## EXERCISE MATERIALS
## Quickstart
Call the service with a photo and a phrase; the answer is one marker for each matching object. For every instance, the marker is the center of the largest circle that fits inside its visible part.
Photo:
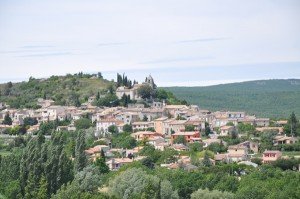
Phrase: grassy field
(64, 90)
(265, 98)
(4, 153)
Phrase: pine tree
(42, 192)
(7, 119)
(80, 160)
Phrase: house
(142, 125)
(141, 135)
(128, 117)
(271, 156)
(252, 146)
(188, 136)
(177, 125)
(159, 124)
(115, 163)
(171, 109)
(283, 139)
(269, 129)
(262, 121)
(226, 130)
(95, 151)
(102, 125)
(237, 153)
(209, 141)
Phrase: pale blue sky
(190, 42)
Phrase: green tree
(127, 128)
(42, 191)
(214, 194)
(80, 160)
(292, 127)
(145, 91)
(7, 119)
(113, 129)
(189, 127)
(206, 161)
(101, 165)
(179, 140)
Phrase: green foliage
(292, 128)
(85, 185)
(179, 140)
(83, 123)
(123, 140)
(101, 165)
(217, 148)
(189, 128)
(245, 128)
(127, 128)
(146, 91)
(64, 90)
(113, 129)
(136, 183)
(264, 98)
(215, 194)
(7, 119)
(196, 147)
(80, 160)
(29, 121)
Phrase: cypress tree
(80, 160)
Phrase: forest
(264, 98)
(58, 167)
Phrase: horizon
(195, 43)
(207, 84)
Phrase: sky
(180, 43)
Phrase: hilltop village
(132, 139)
(231, 136)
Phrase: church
(133, 92)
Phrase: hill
(64, 90)
(264, 98)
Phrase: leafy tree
(133, 183)
(189, 127)
(145, 118)
(166, 190)
(113, 129)
(30, 121)
(145, 91)
(293, 126)
(196, 147)
(207, 129)
(101, 165)
(127, 128)
(214, 194)
(123, 140)
(7, 119)
(206, 161)
(80, 160)
(179, 140)
(148, 162)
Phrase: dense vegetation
(64, 90)
(265, 98)
(58, 168)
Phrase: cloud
(37, 46)
(203, 40)
(182, 59)
(113, 44)
(47, 54)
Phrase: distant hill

## EXERCISE PROMPT
Could you write out the whole listing exactly, skipping every picture?

## EXPECTED ANSWER
## Quickstart
Call the service with a photo and a phrase; the answer is one marker for each matching object. For every instance, the marker is the center of the largest circle that fits inside its visible part.
Photo:
Phrase: grassy field
(64, 90)
(265, 98)
(4, 153)
Phrase: pine tree
(42, 192)
(7, 119)
(80, 160)
Phrase: house
(142, 125)
(141, 135)
(128, 117)
(271, 156)
(252, 146)
(188, 136)
(177, 125)
(159, 124)
(115, 163)
(171, 109)
(283, 139)
(269, 129)
(262, 121)
(226, 130)
(95, 151)
(102, 125)
(237, 153)
(209, 141)
Phrase: pale blue sky
(190, 42)
Phrase: green tree
(127, 128)
(42, 191)
(214, 194)
(80, 160)
(292, 127)
(145, 91)
(7, 119)
(113, 129)
(189, 127)
(206, 161)
(101, 165)
(179, 140)
Phrase: green foliage
(292, 128)
(85, 185)
(179, 140)
(83, 123)
(123, 140)
(101, 165)
(217, 148)
(189, 128)
(245, 128)
(127, 128)
(146, 91)
(64, 90)
(113, 129)
(136, 183)
(264, 98)
(215, 194)
(7, 119)
(196, 147)
(80, 160)
(29, 121)
Phrase: cypress tree
(80, 160)
Phrase: forest
(264, 98)
(58, 167)
Phrase: horizon
(195, 43)
(207, 84)
Phrase: sky
(180, 43)
Phrase: hilltop village
(132, 139)
(231, 136)
Phrase: church
(133, 92)
Phrase: hill
(64, 90)
(264, 98)
Phrase: leafy tree
(133, 183)
(189, 127)
(145, 118)
(166, 190)
(113, 129)
(30, 121)
(145, 91)
(293, 126)
(196, 147)
(207, 129)
(101, 165)
(127, 128)
(214, 194)
(123, 140)
(7, 119)
(206, 161)
(80, 160)
(179, 140)
(148, 162)
Phrase: dense vegetation
(64, 90)
(265, 98)
(58, 168)
Phrase: cloud
(37, 46)
(203, 40)
(182, 59)
(113, 44)
(47, 54)
Phrase: distant hill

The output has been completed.